Dataset extracts labeled with boxes

◆ ◆ ◆ ◆

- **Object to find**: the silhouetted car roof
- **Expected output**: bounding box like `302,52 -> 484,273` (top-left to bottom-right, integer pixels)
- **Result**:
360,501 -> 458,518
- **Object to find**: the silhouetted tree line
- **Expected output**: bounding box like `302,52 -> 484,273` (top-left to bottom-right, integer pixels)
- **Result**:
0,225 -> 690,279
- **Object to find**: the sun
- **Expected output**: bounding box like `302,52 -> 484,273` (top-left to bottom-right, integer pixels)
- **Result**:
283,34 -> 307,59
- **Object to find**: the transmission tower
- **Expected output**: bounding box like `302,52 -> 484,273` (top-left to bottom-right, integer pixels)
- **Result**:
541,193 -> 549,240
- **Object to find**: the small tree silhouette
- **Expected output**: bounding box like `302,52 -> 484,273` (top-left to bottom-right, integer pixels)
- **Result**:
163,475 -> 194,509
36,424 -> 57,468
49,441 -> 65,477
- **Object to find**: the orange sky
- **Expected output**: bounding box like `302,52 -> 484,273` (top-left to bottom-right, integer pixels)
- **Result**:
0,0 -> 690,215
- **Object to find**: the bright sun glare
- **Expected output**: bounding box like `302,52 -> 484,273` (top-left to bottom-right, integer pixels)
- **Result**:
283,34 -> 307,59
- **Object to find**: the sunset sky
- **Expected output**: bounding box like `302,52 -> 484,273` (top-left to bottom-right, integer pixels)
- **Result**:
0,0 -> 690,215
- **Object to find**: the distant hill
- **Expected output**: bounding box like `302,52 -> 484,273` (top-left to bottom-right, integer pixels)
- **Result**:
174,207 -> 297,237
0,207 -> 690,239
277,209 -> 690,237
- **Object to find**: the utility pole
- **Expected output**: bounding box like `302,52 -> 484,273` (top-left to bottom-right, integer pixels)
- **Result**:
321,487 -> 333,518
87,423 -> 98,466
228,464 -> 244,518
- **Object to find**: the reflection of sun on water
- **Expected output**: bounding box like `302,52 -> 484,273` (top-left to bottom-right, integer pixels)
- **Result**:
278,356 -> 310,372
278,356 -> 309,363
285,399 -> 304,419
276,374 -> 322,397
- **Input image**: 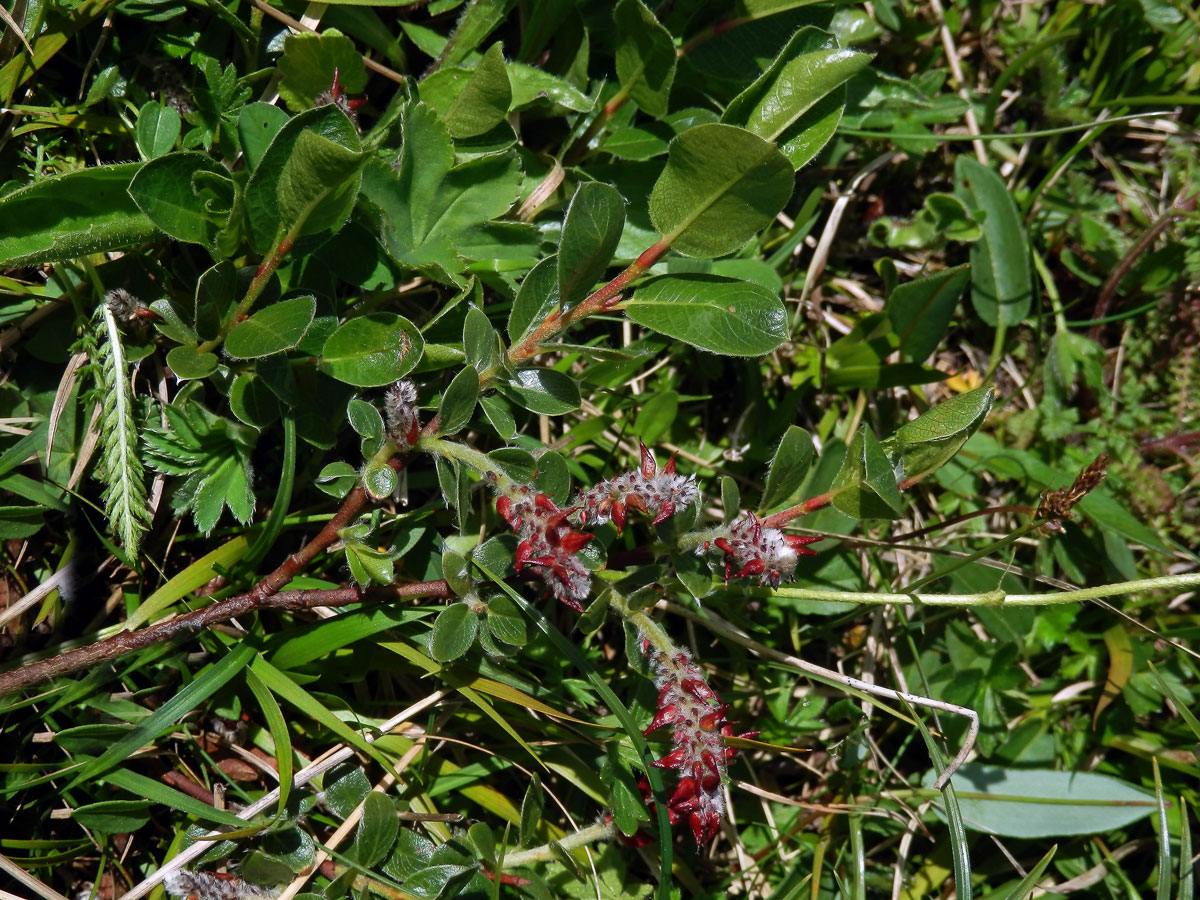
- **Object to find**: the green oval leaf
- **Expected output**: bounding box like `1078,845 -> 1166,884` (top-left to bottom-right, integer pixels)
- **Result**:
430,604 -> 479,662
130,154 -> 229,245
762,425 -> 812,511
224,295 -> 317,359
624,274 -> 787,356
0,162 -> 158,266
354,791 -> 400,868
320,312 -> 425,388
650,124 -> 796,257
506,368 -> 582,415
556,181 -> 625,308
167,346 -> 220,382
612,0 -> 676,116
438,366 -> 479,434
954,156 -> 1033,326
136,100 -> 182,160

◆ ◆ ◆ ◆

[Short problem]:
Edit all the lines above, replacing each "Object to find" with "Target object" and changing nothing else. Leave the pictures out of your answer.

[Result of the exercise]:
- **Target object**: the silhouetted car roof
- **Expected output**: bounding box like `302,52 -> 484,273` (top-left to bottom-right, integer pixels)
- **Result**:
360,501 -> 458,518
- **Target object**: the silhouetted tree line
- **Expected output**: bounding box like `302,52 -> 484,273` (top-left to bottom-right, integer pixels)
- **Result**:
0,225 -> 690,279
- **Target object**: the sun
- **Expected output**: bounding box like `302,52 -> 484,273` (top-left to bottom-right, integer pixels)
- **Result**:
283,34 -> 307,59
- **Target object**: the transmission tower
- **Expected output**: bounding box like `302,52 -> 484,273` (top-left to bottom-right, integer pixels)
- **Result**:
541,193 -> 549,240
- **Target object**: the small tree silhouette
- **Expected output**: bounding box like `302,52 -> 484,273` (top-left to bottom-right, integer pixels)
- **Result**:
163,475 -> 194,509
36,424 -> 57,468
49,441 -> 65,477
- **Target object**: the orange sky
- **Expected output**: bounding box like `302,52 -> 484,273` (top-left to bottom-right, integer pixels)
- **Result**:
0,0 -> 690,215
- **Target object**: the bright sun glare
- **Expected output**: bounding box like `302,52 -> 484,273` (top-left to bottom-right, integer pixels)
- **Result**:
283,34 -> 307,59
- **Target object**: the sunset sky
- **Expected output**: bounding box like `302,52 -> 484,273` (top-left to bottom-right, integer pixels)
- **Result**:
0,0 -> 690,215
- **Target object**: the distant hill
- **Expected output**: bounding box like `302,52 -> 484,273` (top-left to bottom-right, integer pixels)
- **Result**:
174,207 -> 297,237
0,207 -> 690,239
277,209 -> 690,237
- **Target object**: the utility pole
- **Expected output**: bounding box like `302,52 -> 484,273` (top-left to bottom-right, integer pixels)
- **Result**:
321,487 -> 333,518
87,423 -> 98,466
228,464 -> 244,518
- **Target object**: the reflection of sun on water
- **Expected output**: bounding box like `302,52 -> 484,273` (top-left to bottom-right, integer pixels)
- **Result**:
278,356 -> 310,372
278,356 -> 309,363
285,399 -> 304,419
276,374 -> 322,397
- **Input image**: 
- **Target object**: the green oval leaf
- **Expected output**: bounding box like `1078,845 -> 1166,884` (top-left to bottom-right, integer pixels)
- **Result**:
430,604 -> 479,662
130,154 -> 229,245
762,425 -> 812,511
224,295 -> 317,359
624,274 -> 787,356
0,162 -> 158,266
354,791 -> 400,868
320,312 -> 425,388
650,124 -> 796,257
506,368 -> 582,415
556,181 -> 625,308
167,346 -> 220,382
612,0 -> 676,116
438,366 -> 479,434
954,156 -> 1033,326
136,100 -> 182,160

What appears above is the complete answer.